-- INPUT DATA start --
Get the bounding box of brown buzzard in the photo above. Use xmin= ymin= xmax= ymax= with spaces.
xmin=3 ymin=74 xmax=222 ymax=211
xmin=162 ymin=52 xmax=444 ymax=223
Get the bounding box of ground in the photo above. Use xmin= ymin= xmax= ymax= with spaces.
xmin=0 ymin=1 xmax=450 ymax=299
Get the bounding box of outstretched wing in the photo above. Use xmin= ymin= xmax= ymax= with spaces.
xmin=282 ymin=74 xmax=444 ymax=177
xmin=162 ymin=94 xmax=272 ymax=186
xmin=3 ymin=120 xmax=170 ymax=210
-- INPUT DATA end --
-- INPUT DATA start --
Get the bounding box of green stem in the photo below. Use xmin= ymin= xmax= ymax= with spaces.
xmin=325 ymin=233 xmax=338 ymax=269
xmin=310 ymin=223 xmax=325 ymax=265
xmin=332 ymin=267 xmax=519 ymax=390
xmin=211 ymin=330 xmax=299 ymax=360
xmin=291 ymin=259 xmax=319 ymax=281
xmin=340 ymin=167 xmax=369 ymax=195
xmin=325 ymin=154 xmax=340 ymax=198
-- INPUT DATA end --
Arrange the rows from the line with "Get the bounding box of ground" up to and including the line with "xmin=3 ymin=120 xmax=170 ymax=210" as a two-column CSV headed instruction and boxes, with one CSV line per row. Put each row's text and its answer in one quoted field apiece, replacing line breaks with spaces.

▶ [FULL ANSWER]:
instruction,boxes
"Get the bounding box of ground in the photo above. Use xmin= ymin= xmax= ymax= with spaces.","xmin=0 ymin=1 xmax=450 ymax=299"
"Get the bounding box of outstretched wing in the photo above. Use xmin= ymin= xmax= ymax= with spaces.","xmin=282 ymin=74 xmax=444 ymax=177 xmin=162 ymin=94 xmax=272 ymax=186 xmin=3 ymin=120 xmax=170 ymax=210"